Saliendo de Lyon, el camino es muy triste; desde la Cour-du-Pin hasta Pont de Beauvoisin, es frondoso y ameno.

En Chambery, donde el alma caballeresca de Bayard se presentó tan sublime, una mujer recogió a un pobre hombre, quien por premio de la hospitalidad que había recibido, se creyó filosóficamente obligado a deshonrarla. Tal es el peligro de las letras; el deseo de hacer ruido se sobrepone a todos los sentimientos de generosidad; si Rousseau no hubiese llegado a ser un escritor célebre, hubiera ocultado en los valles de Saboya las debilidades de la mujer que había alimentado; hubiérase sacrificado a los defectos de su amiga; la hubiera consolado en su vejez en lugar de darla una caja de tabaco y huir. ¡Ah, que la voz de la amistad ultrajada no se alce jamás contra nuestra tumba!

Pasado Chambery, se presenta la contente del Isere. Vense por todas partes y en medio de los valles cruces sobre los caminos y madonas en los troncos de los árboles. Las pequeñas iglesias, rodeadas de arboleda, forman un bello contraste con las elevadas montañas. Cuando los torbellinos del invierno descienden de estas cimas, cubiertas de témpanos de hielo, el saboyano se pone a cubierto en su templo campestre y reza.

Los valles que se atraviesan más allá de Montmeliar hállanse bordeados por montes de variadas formas, ya desnudos y ya vestidos de espesas selvas.

Aiguebelle parece terminar los Alpes; pero al volver una roca aislada caída en el camino, se dejan ver nuevos valles que siguen el curso del Arche.

A entrambos lados del río se ven montes elevados; sus flancos se van haciendo cada vez más perpendiculares; sus cimas estériles empiezan a presentarse cubiertas de nieve; precipítanse desde ellas torrentes que van a engrosar el Arche. En medio de este tumulto de las aguas, se nota una pequeña cascada que se desliza con gracia indecible bajo un toldo de sauces.

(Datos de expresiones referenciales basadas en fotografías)
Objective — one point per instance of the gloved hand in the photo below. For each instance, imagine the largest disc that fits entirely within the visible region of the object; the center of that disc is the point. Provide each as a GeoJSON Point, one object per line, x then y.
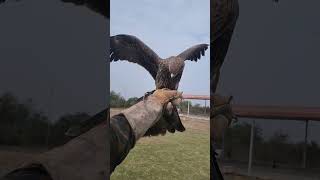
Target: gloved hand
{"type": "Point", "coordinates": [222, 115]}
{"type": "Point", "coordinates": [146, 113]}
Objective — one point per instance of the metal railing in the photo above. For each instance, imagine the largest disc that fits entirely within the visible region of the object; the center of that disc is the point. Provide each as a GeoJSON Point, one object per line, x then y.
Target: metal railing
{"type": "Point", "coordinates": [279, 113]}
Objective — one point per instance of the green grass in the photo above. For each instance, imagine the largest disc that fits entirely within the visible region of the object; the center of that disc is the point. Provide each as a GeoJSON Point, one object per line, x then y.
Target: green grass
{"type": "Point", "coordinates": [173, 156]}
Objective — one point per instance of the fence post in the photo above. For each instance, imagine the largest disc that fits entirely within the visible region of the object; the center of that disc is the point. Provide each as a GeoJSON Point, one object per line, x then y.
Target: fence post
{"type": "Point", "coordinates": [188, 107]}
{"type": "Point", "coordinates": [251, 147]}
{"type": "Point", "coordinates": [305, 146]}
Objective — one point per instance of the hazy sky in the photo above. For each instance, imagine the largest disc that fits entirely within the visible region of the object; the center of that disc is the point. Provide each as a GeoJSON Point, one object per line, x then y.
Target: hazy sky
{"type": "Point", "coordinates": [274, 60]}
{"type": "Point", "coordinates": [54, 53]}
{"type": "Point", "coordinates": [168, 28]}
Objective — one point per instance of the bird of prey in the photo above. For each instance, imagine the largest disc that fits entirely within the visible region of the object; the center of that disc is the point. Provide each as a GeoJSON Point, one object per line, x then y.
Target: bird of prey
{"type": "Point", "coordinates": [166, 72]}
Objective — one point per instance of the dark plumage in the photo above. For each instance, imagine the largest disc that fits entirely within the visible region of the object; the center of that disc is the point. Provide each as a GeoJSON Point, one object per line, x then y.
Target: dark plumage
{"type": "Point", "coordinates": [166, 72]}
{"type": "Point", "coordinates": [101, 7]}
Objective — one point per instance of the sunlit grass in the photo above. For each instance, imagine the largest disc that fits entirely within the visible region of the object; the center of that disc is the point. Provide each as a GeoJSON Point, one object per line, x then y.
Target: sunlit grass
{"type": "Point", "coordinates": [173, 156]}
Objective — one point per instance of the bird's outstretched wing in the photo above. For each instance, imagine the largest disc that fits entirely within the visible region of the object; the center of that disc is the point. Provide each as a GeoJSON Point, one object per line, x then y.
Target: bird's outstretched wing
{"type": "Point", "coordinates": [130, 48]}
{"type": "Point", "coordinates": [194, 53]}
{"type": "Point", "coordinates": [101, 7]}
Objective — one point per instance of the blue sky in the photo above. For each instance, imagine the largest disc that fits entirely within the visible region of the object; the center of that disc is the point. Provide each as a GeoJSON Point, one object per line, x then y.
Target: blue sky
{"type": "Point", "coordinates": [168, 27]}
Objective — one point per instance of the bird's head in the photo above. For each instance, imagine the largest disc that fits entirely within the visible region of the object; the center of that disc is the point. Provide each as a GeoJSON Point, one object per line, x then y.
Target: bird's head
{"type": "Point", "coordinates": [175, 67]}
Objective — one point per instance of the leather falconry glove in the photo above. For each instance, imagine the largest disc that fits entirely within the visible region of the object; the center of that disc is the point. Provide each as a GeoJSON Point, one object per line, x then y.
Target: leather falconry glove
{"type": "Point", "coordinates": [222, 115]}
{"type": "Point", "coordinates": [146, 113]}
--
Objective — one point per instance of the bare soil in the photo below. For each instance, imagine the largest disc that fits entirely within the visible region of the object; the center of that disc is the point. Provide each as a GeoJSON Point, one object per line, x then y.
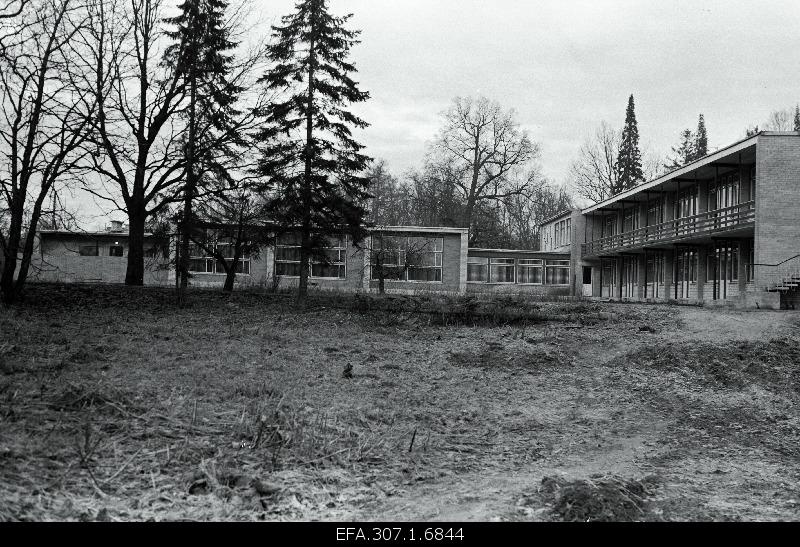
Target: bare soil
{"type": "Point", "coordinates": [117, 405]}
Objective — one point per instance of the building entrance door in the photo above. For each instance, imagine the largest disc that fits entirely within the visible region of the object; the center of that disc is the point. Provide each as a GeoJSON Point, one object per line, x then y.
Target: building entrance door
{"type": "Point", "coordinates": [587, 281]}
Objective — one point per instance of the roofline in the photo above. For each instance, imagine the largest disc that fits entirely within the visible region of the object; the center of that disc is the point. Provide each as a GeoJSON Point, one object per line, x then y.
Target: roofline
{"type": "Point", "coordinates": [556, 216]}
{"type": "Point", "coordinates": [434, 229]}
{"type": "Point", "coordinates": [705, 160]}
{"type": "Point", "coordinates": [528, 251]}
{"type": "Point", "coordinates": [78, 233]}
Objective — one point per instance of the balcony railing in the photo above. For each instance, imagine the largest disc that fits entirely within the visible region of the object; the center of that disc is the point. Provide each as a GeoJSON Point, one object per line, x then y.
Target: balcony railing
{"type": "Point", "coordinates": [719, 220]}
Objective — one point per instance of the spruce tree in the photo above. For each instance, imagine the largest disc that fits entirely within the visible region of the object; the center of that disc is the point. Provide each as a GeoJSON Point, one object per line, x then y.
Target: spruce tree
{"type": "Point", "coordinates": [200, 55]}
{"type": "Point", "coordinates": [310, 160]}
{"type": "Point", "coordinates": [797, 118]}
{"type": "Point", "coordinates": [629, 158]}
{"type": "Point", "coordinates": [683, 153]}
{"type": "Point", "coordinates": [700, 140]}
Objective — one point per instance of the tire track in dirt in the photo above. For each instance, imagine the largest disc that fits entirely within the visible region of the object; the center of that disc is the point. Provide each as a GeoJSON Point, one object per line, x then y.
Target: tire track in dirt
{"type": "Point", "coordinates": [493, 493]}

▶ CONJUNTO DE TAREAS:
1. Según el fragmento, ¿qué hace el saboyano cuando los torbellinos del invierno descienden de las cimas?
2. Repita literalmente el pasaje del fragmento que va desde "En Chambery, donde" hasta "contra nuestra tumba!", ambos incluidos.

▶ RESPUESTAS NUMERADAS:
1. Se pone a cubierto en su templo campestre y reza.

2.
En Chambery, donde el alma caballeresca de Bayard se presentó tan sublime, una mujer recogió a un pobre hombre, quien por premio de la hospitalidad que había recibido, se creyó filosóficamente obligado a deshonrarla. Tal es el peligro de las letras; el deseo de hacer ruido se sobrepone a todos los sentimientos de generosidad; si Rousseau no hubiese llegado a ser un escritor célebre, hubiera ocultado en los valles de Saboya las debilidades de la mujer que había alimentado; hubiérase sacrificado a los defectos de su amiga; la hubiera consolado en su vejez en lugar de darla una caja de tabaco y huir. ¡Ah, que la voz de la amistad ultrajada no se alce jamás contra nuestra tumba!